▶ SOURCE DOCUMENT
## Begin
In [74]:
from requests import get
from bs4 import BeautifulSoup
import os
import pandas as pd
from time import strftime

### 1. Codeup Blog Articles

Visit Codeup's Blog and record the urls for at least 5 distinct blog posts. For each post, you should scrape at least the post's title and content.

Encapsulate your work in a function named get_blog_articles that will return a list of dictionaries, with each dictionary representing one article. The shape of each dictionary should look like this:

>{<br>  
    'title': 'the title of the article',  
    'content': 'the full text content of the article'<br>  
}

Plus any additional properties you think might be helpful.

<b>Bonus: Scrape the text of all the articles linked on `codeup's blog page`.</b>



In [2]:
# The web page that will be scraped:
url = 'https://codeup.com/blog/'

In [3]:
# Some websites don't accept the python-requests default user-agent
headers = {'User-Agent': 'Codeup Data Science'} 

In [4]:
# Requesting page information with the header so I don't get rejected
response = get(url, headers=headers)

In [5]:
# Turning page information into chunks of soup
soup = BeautifulSoup(response.text)
## End
▶ GIVEN PROBLEM A
Convert the entries, from the first one through the line containing "pixel 295 80", into a two-column CSV with the header names instruction and points. Give one row per entry, put each field in double quotes, and replace any line breaks inside a field with spaces.

▶ DATASET RECORDS
## Begin
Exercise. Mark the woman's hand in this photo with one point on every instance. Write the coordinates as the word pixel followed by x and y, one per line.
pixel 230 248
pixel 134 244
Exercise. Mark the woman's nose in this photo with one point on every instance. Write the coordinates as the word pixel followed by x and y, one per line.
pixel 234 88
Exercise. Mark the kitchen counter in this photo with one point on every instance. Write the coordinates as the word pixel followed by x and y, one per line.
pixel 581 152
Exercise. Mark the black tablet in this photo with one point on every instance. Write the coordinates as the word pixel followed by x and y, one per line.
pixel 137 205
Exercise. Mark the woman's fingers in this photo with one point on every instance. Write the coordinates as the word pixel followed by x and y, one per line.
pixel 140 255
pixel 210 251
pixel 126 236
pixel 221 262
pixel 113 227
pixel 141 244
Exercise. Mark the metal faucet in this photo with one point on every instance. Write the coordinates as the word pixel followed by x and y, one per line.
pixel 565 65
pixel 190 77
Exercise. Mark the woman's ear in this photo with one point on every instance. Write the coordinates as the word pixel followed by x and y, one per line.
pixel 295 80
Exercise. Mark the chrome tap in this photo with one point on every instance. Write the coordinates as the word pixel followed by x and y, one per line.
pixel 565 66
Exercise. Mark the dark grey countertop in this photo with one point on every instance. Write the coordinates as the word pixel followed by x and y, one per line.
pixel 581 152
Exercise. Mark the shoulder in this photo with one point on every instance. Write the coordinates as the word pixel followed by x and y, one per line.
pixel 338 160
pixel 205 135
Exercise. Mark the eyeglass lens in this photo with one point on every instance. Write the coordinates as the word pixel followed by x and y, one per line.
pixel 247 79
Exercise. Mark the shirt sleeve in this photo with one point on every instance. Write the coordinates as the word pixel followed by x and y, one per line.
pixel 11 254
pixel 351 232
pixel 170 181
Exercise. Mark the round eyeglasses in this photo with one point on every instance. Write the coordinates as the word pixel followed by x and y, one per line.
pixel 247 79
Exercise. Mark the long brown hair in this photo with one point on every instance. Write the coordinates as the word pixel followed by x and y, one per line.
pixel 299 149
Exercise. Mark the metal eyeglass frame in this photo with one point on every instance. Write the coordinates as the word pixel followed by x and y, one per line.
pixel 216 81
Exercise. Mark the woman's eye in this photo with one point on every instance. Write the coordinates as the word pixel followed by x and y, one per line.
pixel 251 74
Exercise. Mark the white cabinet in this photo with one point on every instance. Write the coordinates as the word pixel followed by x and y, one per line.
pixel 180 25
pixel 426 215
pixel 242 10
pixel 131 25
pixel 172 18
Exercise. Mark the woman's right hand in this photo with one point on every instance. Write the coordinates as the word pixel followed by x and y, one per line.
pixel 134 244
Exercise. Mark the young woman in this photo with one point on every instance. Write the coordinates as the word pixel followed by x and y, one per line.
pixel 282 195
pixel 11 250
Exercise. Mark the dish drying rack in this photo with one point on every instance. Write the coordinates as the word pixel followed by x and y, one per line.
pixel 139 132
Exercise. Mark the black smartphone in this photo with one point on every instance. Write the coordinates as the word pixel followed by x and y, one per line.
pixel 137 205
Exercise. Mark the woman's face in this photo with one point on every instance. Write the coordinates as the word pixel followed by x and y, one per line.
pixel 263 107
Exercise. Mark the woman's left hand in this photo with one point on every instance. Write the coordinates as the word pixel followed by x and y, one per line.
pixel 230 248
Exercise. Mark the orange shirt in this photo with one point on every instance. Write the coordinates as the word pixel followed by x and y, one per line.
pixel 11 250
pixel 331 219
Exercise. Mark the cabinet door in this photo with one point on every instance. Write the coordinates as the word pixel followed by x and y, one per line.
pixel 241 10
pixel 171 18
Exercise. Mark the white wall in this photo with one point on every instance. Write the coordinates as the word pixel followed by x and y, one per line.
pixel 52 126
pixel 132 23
## End
▶ GIVEN PROBLEM B
Reproduce the web-scraping notebook in full, character for character.

▶ WRITTEN RESPONSE A
instruction,points
"Exercise. Mark the woman's hand in this photo with one point on every instance. Write the coordinates as the word pixel followed by x and y, one per line.","pixel 230 248 pixel 134 244"
"Exercise. Mark the woman's nose in this photo with one point on every instance. Write the coordinates as the word pixel followed by x and y, one per line.","pixel 234 88"
"Exercise. Mark the kitchen counter in this photo with one point on every instance. Write the coordinates as the word pixel followed by x and y, one per line.","pixel 581 152"
"Exercise. Mark the black tablet in this photo with one point on every instance. Write the coordinates as the word pixel followed by x and y, one per line.","pixel 137 205"
"Exercise. Mark the woman's fingers in this photo with one point on every instance. Write the coordinates as the word pixel followed by x and y, one per line.","pixel 140 255 pixel 210 251 pixel 126 236 pixel 221 262 pixel 113 227 pixel 141 244"
"Exercise. Mark the metal faucet in this photo with one point on every instance. Write the coordinates as the word pixel followed by x and y, one per line.","pixel 565 65 pixel 190 77"
"Exercise. Mark the woman's ear in this photo with one point on every instance. Write the coordinates as the word pixel followed by x and y, one per line.","pixel 295 80"

▶ WRITTEN RESPONSE B
In [74]:
from requests import get
from bs4 import BeautifulSoup
import os
import pandas as pd
from time import strftime

### 1. Codeup Blog Articles

Visit Codeup's Blog and record the urls for at least 5 distinct blog posts. For each post, you should scrape at least the post's title and content.

Encapsulate your work in a function named get_blog_articles that will return a list of dictionaries, with each dictionary representing one article. The shape of each dictionary should look like this:

>{<br>  
    'title': 'the title of the article',  
    'content': 'the full text content of the article'<br>  
}

Plus any additional properties you think might be helpful.

<b>Bonus: Scrape the text of all the articles linked on `codeup's blog page`.</b>



In [2]:
# The web page that will be scraped:
url = 'https://codeup.com/blog/'

In [3]:
# Some websites don't accept the python-requests default user-agent
headers = {'User-Agent': 'Codeup Data Science'} 

In [4]:
# Requesting page information with the header so I don't get rejected
response = get(url, headers=headers)

In [5]:
# Turning page information into chunks of soup
soup = BeautifulSoup(response.text)